- EXERCISE TASKS
A - From the article on Dubai children's teeth, copy the passage word for word, beginning at the words "According to the" and stopping after "than 3 DMFT.".
B - Using the article on Dubai children's teeth, list the age groups of the students in the school survey.
C - According to the article on Dubai children's teeth, how many students took part in the school survey in Dubai?

- SOURCE TEXT
++++++++
Does your Dubai child fail global tooth test?

When applying to the teeth only (DMFT), the index indicates the number of decayed, missing and filled teeth, forming a general impression of the dental caries among a population. (Shutterstock)

The level of oral hygiene among youth in Dubai is low in comparison to global standards, and lower than desired by health organisations.

Oral hygiene levels can be measured applying the global benchmarking system called the Decayed, Missing, Filled (DMF) index.

When applying to the teeth only (DMFT), the index indicates the number of decayed, missing and filled teeth, forming a general impression of the dental caries among a population.

According to the results of a survey carried out among school children in Dubai, the DMFT among of Dubai children population is in the range of  3.8.

In the year 2000, data available for 184 countries to the World Health Organisation (WHO) indicated that in 68 per cent of the countries the average DMFT was less than 3 DMFT.

WHO has since then established it a global goal to have a DMFT lower than 3 in children up to the age of 12.

The survey carried out among schoolchildren in Dubai included 5,617 students in the age group of 5 to 7 years, 12 to 15 years and 15 to 17 years, from public and private schools.

Based on international benchmarking, the level of DMFT in Dubai should be reduced over the next couple of years, said health officials of the Dubai Health Authority (DHA).
++++++++
(Dataset entries)
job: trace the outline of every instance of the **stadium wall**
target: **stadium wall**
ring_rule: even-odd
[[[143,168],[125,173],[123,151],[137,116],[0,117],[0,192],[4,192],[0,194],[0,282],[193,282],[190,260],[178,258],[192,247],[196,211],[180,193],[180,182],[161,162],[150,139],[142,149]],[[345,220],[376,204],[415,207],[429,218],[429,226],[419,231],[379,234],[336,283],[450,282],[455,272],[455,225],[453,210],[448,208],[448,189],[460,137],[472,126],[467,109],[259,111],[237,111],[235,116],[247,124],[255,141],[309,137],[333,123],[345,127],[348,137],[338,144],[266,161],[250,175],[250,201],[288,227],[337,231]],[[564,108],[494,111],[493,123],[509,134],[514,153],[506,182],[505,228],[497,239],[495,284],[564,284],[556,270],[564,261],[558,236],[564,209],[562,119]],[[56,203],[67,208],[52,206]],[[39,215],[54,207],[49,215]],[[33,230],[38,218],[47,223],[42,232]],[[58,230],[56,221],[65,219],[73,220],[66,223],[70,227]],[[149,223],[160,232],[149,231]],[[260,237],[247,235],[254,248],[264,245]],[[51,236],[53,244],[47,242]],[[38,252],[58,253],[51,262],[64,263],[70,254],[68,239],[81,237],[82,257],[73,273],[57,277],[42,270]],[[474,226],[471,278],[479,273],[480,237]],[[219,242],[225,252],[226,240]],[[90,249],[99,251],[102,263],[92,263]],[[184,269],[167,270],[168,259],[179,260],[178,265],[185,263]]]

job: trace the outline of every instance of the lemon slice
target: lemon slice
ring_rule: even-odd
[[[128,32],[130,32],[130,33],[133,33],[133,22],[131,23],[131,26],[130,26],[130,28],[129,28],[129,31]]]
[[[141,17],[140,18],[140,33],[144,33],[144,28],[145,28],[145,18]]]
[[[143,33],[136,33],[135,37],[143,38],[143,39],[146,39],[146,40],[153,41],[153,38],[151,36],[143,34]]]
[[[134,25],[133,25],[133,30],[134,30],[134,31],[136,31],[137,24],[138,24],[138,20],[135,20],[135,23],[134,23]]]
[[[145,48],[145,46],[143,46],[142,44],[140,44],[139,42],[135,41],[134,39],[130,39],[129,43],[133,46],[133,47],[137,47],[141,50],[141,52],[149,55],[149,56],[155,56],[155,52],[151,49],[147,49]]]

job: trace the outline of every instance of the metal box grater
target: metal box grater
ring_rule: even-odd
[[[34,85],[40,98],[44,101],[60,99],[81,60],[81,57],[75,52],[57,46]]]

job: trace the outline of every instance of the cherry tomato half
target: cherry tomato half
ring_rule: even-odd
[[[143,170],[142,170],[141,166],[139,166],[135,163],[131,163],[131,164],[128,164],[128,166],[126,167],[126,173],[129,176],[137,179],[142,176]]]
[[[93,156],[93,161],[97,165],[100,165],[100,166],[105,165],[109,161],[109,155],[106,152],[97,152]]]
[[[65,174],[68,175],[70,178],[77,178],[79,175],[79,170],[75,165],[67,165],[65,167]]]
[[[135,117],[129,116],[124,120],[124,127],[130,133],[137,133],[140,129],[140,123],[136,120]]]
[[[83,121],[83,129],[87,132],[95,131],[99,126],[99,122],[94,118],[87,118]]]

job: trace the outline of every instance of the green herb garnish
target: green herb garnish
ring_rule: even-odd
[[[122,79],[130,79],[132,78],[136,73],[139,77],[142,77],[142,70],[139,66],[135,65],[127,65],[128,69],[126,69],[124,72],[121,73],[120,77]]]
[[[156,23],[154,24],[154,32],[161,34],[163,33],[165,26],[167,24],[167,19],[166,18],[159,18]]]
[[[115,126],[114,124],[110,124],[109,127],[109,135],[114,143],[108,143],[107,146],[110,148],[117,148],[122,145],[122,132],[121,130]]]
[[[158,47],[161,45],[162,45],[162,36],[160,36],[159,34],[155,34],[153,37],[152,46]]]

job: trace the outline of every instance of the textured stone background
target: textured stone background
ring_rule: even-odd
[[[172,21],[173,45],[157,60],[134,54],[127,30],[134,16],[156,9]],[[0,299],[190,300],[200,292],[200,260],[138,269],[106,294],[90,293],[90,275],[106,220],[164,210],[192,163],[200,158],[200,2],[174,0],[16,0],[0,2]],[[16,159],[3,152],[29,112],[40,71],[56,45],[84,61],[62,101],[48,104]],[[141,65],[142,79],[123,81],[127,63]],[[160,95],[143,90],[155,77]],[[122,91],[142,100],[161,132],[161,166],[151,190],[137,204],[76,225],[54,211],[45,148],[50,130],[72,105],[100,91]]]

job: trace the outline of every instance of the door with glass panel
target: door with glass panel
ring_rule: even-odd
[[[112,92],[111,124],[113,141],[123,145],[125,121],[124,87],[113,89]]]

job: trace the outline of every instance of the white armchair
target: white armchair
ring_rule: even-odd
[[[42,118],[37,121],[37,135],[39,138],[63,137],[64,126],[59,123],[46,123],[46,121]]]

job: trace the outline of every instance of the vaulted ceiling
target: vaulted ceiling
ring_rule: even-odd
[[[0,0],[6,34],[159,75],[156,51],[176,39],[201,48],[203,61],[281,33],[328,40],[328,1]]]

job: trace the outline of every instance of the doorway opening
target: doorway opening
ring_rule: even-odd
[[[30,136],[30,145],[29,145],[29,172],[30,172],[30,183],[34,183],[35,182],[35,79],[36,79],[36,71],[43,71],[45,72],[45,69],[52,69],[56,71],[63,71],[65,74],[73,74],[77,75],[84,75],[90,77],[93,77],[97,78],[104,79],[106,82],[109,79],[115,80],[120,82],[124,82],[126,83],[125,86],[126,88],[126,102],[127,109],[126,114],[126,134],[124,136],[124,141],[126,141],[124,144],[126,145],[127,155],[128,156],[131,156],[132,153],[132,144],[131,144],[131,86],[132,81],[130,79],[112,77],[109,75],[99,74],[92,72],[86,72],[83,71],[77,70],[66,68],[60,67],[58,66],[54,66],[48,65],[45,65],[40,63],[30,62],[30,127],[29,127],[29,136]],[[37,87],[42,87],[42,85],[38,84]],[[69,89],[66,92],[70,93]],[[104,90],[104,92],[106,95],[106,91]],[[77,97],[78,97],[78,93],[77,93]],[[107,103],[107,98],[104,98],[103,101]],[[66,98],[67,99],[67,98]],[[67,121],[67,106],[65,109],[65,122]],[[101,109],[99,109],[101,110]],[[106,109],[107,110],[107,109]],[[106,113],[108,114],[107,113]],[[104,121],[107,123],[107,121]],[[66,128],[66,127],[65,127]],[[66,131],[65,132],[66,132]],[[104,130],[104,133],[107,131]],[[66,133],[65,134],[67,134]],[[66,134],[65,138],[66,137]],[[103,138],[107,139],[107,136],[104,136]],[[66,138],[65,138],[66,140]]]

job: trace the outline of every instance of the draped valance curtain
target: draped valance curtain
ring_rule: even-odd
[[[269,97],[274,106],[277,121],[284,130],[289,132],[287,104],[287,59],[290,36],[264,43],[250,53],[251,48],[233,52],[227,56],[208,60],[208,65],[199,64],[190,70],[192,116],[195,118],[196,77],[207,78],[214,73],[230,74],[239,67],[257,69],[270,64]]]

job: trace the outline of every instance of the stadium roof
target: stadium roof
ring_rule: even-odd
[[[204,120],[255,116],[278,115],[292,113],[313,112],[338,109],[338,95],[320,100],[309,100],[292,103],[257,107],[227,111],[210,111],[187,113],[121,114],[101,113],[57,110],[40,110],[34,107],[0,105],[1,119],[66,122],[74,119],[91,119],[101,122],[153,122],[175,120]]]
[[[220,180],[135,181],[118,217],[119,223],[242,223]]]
++++++++
- RESPONSES BY ITEM NUMBER
A -
According to the results of a survey carried out among school children in Dubai, the DMFT among of Dubai children population is in the range of  3.8.

In the year 2000, data available for 184 countries to the World Health Organisation (WHO) indicated that in 68 per cent of the countries the average DMFT was less than 3 DMFT.

B -
5 to 7 years
12 to 15 years
15 to 17 years

C - 5,617 students.